Task brief:
Please present every line of the data below as a numbered list, skipping blank lines. Leave the pictures out of your answer.
-- begin Provided records --
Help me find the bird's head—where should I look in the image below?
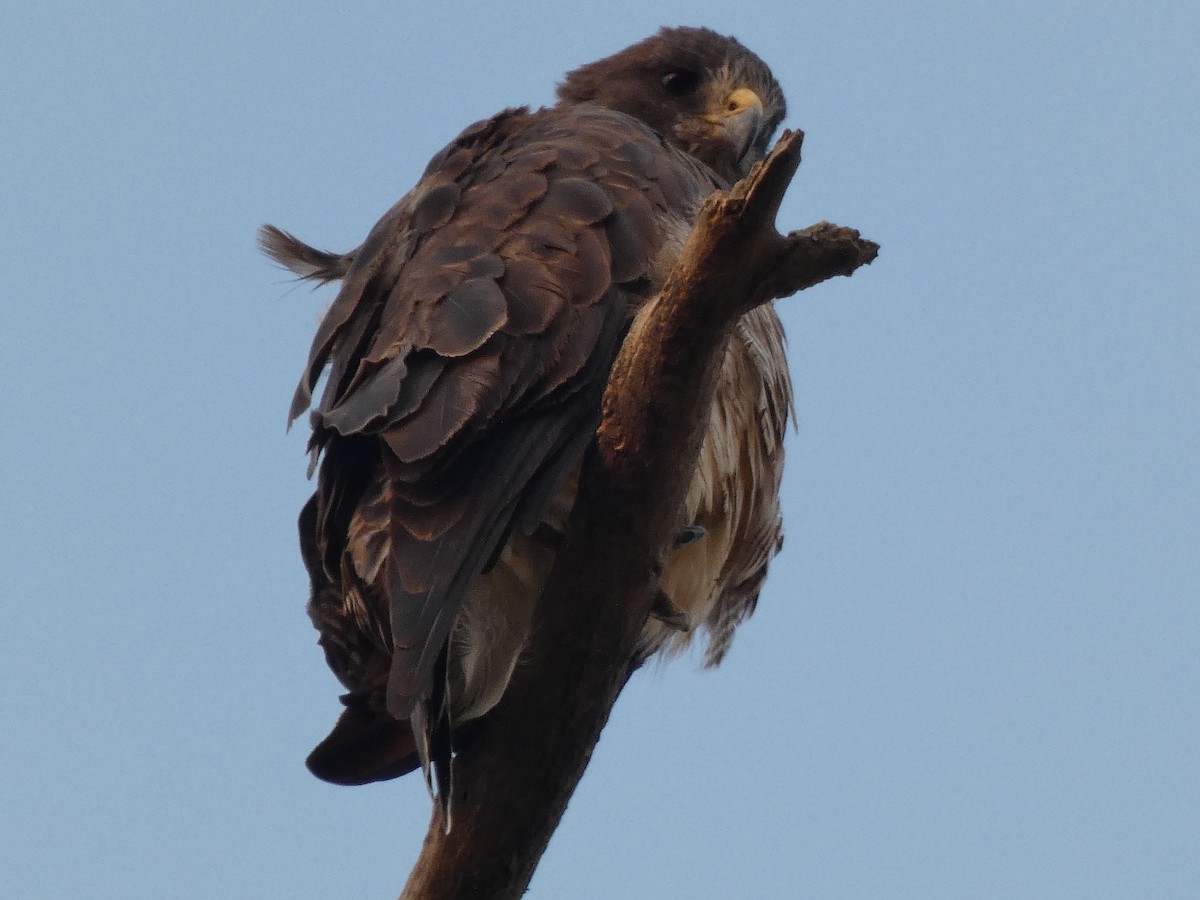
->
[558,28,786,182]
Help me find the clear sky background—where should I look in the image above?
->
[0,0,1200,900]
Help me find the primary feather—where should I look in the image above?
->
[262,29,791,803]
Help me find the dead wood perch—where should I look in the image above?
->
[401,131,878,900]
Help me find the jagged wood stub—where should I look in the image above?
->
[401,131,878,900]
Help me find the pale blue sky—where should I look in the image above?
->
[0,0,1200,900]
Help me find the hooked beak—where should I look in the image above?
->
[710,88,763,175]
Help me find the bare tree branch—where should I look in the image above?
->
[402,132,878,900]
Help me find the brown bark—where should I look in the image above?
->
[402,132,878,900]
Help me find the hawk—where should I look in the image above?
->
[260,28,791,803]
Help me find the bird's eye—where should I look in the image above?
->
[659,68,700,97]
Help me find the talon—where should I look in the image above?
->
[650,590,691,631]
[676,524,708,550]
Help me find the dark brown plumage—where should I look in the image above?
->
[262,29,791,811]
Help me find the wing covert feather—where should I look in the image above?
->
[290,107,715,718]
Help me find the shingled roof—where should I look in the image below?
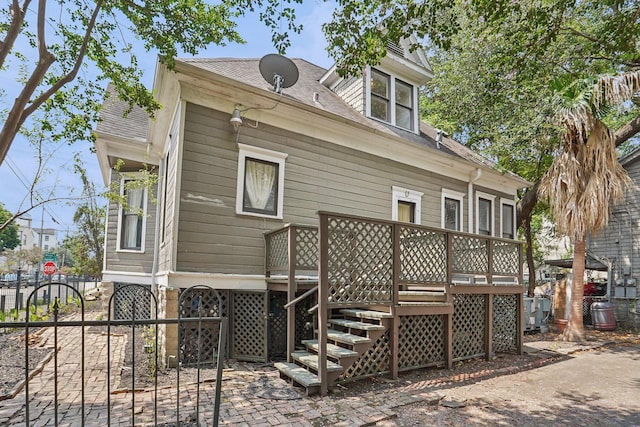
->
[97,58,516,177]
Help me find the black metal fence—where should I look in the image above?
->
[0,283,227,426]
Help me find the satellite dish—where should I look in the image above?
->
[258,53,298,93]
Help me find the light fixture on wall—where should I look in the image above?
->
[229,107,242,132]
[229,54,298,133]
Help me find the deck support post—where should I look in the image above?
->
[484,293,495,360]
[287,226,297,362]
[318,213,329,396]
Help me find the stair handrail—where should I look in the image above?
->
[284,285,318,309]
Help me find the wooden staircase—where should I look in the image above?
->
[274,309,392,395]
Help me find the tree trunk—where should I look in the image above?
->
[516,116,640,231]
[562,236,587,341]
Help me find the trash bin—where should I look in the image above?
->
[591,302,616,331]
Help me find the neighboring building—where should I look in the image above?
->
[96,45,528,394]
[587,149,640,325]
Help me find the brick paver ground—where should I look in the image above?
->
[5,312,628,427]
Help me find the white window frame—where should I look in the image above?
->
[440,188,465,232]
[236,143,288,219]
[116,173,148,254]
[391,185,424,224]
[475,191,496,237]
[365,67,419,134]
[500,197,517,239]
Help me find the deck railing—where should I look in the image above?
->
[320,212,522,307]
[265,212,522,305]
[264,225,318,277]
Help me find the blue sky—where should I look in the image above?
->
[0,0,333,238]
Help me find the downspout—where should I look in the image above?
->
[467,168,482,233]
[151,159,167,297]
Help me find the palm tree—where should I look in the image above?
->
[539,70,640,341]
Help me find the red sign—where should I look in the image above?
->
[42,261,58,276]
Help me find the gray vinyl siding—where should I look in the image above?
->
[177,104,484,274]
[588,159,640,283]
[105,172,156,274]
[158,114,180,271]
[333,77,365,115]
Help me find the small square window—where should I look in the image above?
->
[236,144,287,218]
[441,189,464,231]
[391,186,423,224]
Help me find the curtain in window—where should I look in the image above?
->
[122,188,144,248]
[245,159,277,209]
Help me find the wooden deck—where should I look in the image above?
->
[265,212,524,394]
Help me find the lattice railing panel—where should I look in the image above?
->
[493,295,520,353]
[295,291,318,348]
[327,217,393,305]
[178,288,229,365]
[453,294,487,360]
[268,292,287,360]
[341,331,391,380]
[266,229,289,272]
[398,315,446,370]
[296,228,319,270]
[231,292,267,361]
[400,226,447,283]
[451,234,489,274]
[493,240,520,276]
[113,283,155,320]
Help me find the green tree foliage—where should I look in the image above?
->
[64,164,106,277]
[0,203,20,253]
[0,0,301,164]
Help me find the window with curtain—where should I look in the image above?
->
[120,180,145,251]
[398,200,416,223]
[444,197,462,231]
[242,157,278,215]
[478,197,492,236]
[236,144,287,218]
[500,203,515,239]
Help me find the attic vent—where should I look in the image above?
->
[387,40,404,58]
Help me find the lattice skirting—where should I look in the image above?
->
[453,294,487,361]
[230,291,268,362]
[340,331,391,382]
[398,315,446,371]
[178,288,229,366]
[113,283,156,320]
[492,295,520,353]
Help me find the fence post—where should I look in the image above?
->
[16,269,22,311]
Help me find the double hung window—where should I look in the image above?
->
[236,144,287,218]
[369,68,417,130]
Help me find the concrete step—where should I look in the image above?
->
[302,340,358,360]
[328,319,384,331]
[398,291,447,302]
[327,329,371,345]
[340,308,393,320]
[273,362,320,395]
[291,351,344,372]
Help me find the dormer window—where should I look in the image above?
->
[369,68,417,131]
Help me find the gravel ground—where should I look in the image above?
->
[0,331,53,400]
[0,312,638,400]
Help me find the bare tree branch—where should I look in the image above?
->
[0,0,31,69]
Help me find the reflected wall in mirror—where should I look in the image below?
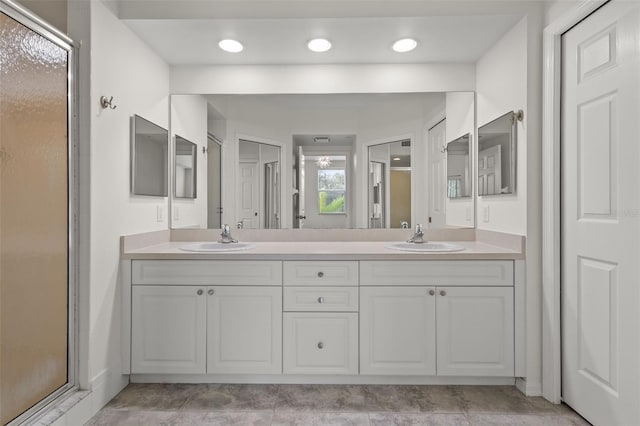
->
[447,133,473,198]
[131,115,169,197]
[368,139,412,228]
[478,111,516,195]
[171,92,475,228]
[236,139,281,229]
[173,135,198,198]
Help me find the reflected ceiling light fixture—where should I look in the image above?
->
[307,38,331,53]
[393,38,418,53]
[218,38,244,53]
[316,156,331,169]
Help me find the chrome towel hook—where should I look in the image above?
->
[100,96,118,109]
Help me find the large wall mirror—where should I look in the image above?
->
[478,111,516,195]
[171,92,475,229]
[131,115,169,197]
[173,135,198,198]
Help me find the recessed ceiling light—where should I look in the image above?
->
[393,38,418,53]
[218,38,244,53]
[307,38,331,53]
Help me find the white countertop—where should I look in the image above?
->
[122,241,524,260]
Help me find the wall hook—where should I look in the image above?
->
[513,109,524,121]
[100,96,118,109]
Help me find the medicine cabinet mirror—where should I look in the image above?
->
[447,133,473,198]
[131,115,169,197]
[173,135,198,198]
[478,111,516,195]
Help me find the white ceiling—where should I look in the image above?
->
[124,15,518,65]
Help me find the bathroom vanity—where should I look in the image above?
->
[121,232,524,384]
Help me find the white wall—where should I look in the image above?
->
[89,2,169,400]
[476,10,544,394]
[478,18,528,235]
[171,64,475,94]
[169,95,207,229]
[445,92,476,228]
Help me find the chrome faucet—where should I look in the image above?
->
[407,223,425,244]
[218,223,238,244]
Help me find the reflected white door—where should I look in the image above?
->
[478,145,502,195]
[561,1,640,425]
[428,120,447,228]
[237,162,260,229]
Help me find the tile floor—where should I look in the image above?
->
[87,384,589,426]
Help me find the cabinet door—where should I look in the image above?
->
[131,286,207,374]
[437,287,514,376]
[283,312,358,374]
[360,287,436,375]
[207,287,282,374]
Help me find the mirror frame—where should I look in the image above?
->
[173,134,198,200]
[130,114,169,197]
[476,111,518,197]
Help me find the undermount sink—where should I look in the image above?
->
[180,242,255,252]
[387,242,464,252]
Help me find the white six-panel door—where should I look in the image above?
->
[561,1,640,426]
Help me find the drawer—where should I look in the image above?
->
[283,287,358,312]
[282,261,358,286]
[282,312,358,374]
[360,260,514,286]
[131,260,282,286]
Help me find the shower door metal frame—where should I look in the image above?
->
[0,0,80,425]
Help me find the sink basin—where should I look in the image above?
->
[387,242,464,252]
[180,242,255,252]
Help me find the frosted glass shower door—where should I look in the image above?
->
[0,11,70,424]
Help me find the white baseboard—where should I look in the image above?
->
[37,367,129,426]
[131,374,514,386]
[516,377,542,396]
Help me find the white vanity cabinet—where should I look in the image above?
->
-- end Provided records --
Solution to this exercise:
1. Help me find the bird's head—where should I look in the image below?
2. ->
3. [558,28,786,182]
4. Help me find the clear sky background—where should I look in the image above?
5. ->
6. [0,0,1200,900]
7. Help me find the primary feather—where should I look in the image above?
8. ->
9. [262,29,791,803]
10. Help me find the dead wood perch—where should I look in the image above?
11. ->
12. [401,131,878,900]
13. Help me find the jagged wood stub—where should I look in the image above?
14. ->
15. [401,131,878,900]
16. Help me find the pale blue sky—where should I look in the image above?
17. ->
18. [0,0,1200,900]
19. Help me find the hooked beak—where should I look in the image above?
20. ->
21. [710,88,763,175]
22. Help me find the bare tree branch—where should I look in the image above?
23. ->
24. [402,132,878,900]
25. Help me find the brown bark—where should I look in the image above?
26. ->
27. [402,132,878,900]
28. Help me find the hawk—where should I look in the image above?
29. ->
30. [260,28,791,803]
31. Help me find the bird's eye—where should I look in the image above?
32. ->
33. [659,68,700,97]
34. Help me find the talon—where should I look in the image above?
35. ->
36. [650,590,691,631]
37. [676,524,708,550]
38. Help me find the dark brown plumage—where should I look in the image above?
39. ->
40. [262,29,791,811]
41. Help me find the wing covert feather—where should I look in the image above?
42. ->
43. [290,107,715,718]
44. Help me find the shingled roof—where should I look in the image below?
45. ->
46. [97,58,516,177]
47. Help me find the black metal fence—where should I look in the image above?
48. ->
49. [0,283,227,426]
50. Help me find the satellite dish—where should I look in the image above?
51. ->
52. [258,53,298,93]
53. Help me find the light fixture on wall—where should I look in the image above?
54. ->
55. [229,107,242,132]
56. [229,54,298,133]
57. Help me find the deck support post—where should I look in the image above?
58. ->
59. [484,293,495,360]
60. [287,226,297,362]
61. [318,213,329,396]
62. Help me find the stair handrail—where should I look in the image above?
63. ->
64. [284,285,318,309]
65. Help me find the wooden staircase—where should I look in the image above?
66. ->
67. [274,309,392,395]
68. Help me find the tree trunk—where should I look in the image above?
69. ->
70. [516,116,640,231]
71. [562,236,587,341]
72. Help me find the trash bin—where should I look in the image above?
73. ->
74. [591,302,616,331]
75. Help me find the neighboring building—where should I look in the image above?
76. ->
77. [96,45,528,394]
78. [587,149,640,325]
79. Help me find the brick paver ground—where should I look in the image above?
80. ->
81. [5,312,628,427]
82. Help me find the white window frame—where should I look in the image above?
83. ->
84. [440,188,465,232]
85. [236,143,288,219]
86. [116,173,148,254]
87. [391,185,424,224]
88. [475,191,496,237]
89. [365,67,419,134]
90. [500,197,517,239]
91. Help me find the deck railing—where should I look in the image above?
92. ->
93. [320,212,522,307]
94. [265,212,522,305]
95. [264,225,318,277]
96. Help me find the blue sky—where should I look in the image above?
97. ->
98. [0,0,333,238]
99. Help me find the downspout—where should I look in the image above?
100. ->
101. [467,168,482,233]
102. [151,159,167,297]
103. Help me find the palm tree—where should I look in the image above?
104. ->
105. [539,70,640,341]
106. Help me find the red sign—where should I look in the image above?
107. ->
108. [42,261,58,276]
109. Help me find the gray vinyl siding—where should I look in the image above?
110. ->
111. [177,104,484,274]
112. [588,159,640,283]
113. [105,172,156,274]
114. [158,114,180,271]
115. [333,77,365,115]
116. Help me find the small square window—where should I look in the image above?
117. ->
118. [236,144,287,218]
119. [441,189,464,231]
120. [391,186,423,224]
121. Help me find the curtain in window—where should I look in the image above?
122. ->
123. [122,188,144,248]
124. [245,159,277,209]
125. Help me find the wooden deck—where should I look in the image above?
126. ->
127. [265,212,524,394]
128. Help me find the lattice railing panel—where should I look in the image above?
129. ->
130. [493,295,520,353]
131. [295,291,318,348]
132. [327,217,393,305]
133. [178,288,229,365]
134. [453,294,487,360]
135. [268,292,287,360]
136. [341,331,391,380]
137. [266,229,289,272]
138. [398,315,446,370]
139. [296,228,319,270]
140. [231,292,267,361]
141. [400,226,447,283]
142. [451,234,489,274]
143. [493,240,520,276]
144. [113,283,155,320]
145. Help me find the green tree foliage—where should I look in the image above?
146. ->
147. [64,164,106,277]
148. [0,203,20,253]
149. [0,0,301,164]
150. Help me find the window with curtain—where should I look in the image above?
151. ->
152. [120,180,145,251]
153. [398,200,416,223]
154. [444,197,462,231]
155. [242,157,278,215]
156. [478,197,492,236]
157. [236,144,287,218]
158. [500,203,515,239]
159. Help me find the attic vent—where should I look in the image above?
160. ->
161. [387,40,404,58]
162. Help me find the lattice skirting—where should I look in the image above?
163. ->
164. [453,294,487,361]
165. [230,291,268,362]
166. [340,331,391,382]
167. [398,315,446,371]
168. [178,288,229,366]
169. [113,283,156,320]
170. [492,295,520,353]
171. Help me find the fence post—where should I look in the image above?
172. ->
173. [16,269,22,311]
174. Help me find the double hung window—where should I look in the image above?
175. ->
176. [236,144,287,218]
177. [369,68,417,130]
178. Help me find the concrete step—where should I look in the image above?
179. ->
180. [302,340,358,360]
181. [328,319,384,331]
182. [398,291,447,302]
183. [327,329,371,345]
184. [340,308,393,320]
185. [273,362,320,395]
186. [291,351,344,372]
187. Help me find the dormer window—where should I look in the image above?
188. ->
189. [369,68,417,131]
190. Help me find the gravel ground—where should I look in the image above?
191. ->
192. [0,331,53,400]
193. [0,312,638,400]
194. Help me find the bare tree branch—where should I look in the image above?
195. ->
196. [0,0,31,69]
197. Help me find the reflected wall in mirror—where should I look in the image below?
198. ->
199. [447,133,473,198]
200. [131,115,169,197]
201. [368,139,412,228]
202. [478,111,516,195]
203. [171,92,475,228]
204. [236,139,281,229]
205. [173,135,198,198]
206. Help me find the reflected ceiling light fixture—where should I look in the image above?
207. ->
208. [307,38,331,53]
209. [393,38,418,53]
210. [218,38,244,53]
211. [316,156,331,169]
212. Help me find the chrome towel hook—where should I look in the image above?
213. ->
214. [100,96,118,109]
215. Help me find the large wall mirror—where should I look in the image above?
216. ->
217. [478,111,516,195]
218. [171,92,475,229]
219. [131,115,169,197]
220. [173,135,198,198]
221. Help me find the recessed ceiling light—where should I look in the image above?
222. ->
223. [393,38,418,53]
224. [218,38,244,53]
225. [307,38,331,53]
226. Help me find the white countertop—where should I look in the image above?
227. ->
228. [122,241,524,260]
229. Help me find the wall hook—where should I look in the image above?
230. ->
231. [513,109,524,121]
232. [100,96,118,109]
233. Help me find the medicine cabinet mirror—where should I look in the image above?
234. ->
235. [447,133,473,198]
236. [131,115,169,197]
237. [173,135,198,198]
238. [478,111,516,195]
239. Help me find the white ceiling—where should I look in the image above?
240. ->
241. [124,15,518,65]
242. Help me find the bathroom vanity—where should I look in the image above?
243. ->
244. [121,232,524,384]
245. Help me find the white wall—where should I look in the image above?
246. ->
247. [89,2,169,400]
248. [476,10,544,394]
249. [478,18,528,235]
250. [171,64,475,94]
251. [169,95,207,229]
252. [445,92,476,228]
253. Help me find the chrome faucet—where should I look in the image above?
254. ->
255. [407,223,425,244]
256. [218,223,238,244]
257. Help me find the reflected white door—where should I look in the image above?
258. ->
259. [478,145,502,195]
260. [561,1,640,425]
261. [428,120,447,228]
262. [237,162,260,229]
263. Help me find the tile floor—where should I look in the image above?
264. ->
265. [87,384,589,426]
266. Help me find the cabinet door—where should I look in the image above?
267. ->
268. [131,286,207,374]
269. [437,287,514,376]
270. [283,312,358,374]
271. [360,287,436,375]
272. [207,287,282,374]
273. Help me find the mirror frame—where should I look in the image above?
274. ->
275. [173,134,198,200]
276. [130,114,169,197]
277. [476,111,518,197]
278. Help me find the undermount sink—where should I look in the image above?
279. ->
280. [180,242,255,252]
281. [387,242,464,252]
282. Help me find the white six-panel door—where should I look in the image above?
283. ->
284. [561,1,640,426]
285. Help me find the drawer—where should I look in the image above?
286. ->
287. [283,287,358,312]
288. [282,261,358,286]
289. [282,312,358,374]
290. [360,260,514,286]
291. [131,260,282,286]
292. Help me find the shower door metal frame—where should I look in the image above?
293. ->
294. [0,0,80,425]
295. Help me find the sink basin—where should I look in the image above?
296. ->
297. [387,242,464,252]
298. [180,242,255,252]
299. Help me find the frosted glass shower door—where should I look in the image above?
300. ->
301. [0,11,70,424]
302. Help me find the white baseboard—where should I look in the image above?
303. ->
304. [37,367,129,426]
305. [131,374,514,386]
306. [516,377,542,396]
307. Help me find the white vanity cabinet—where should I look in the image above?
308. ->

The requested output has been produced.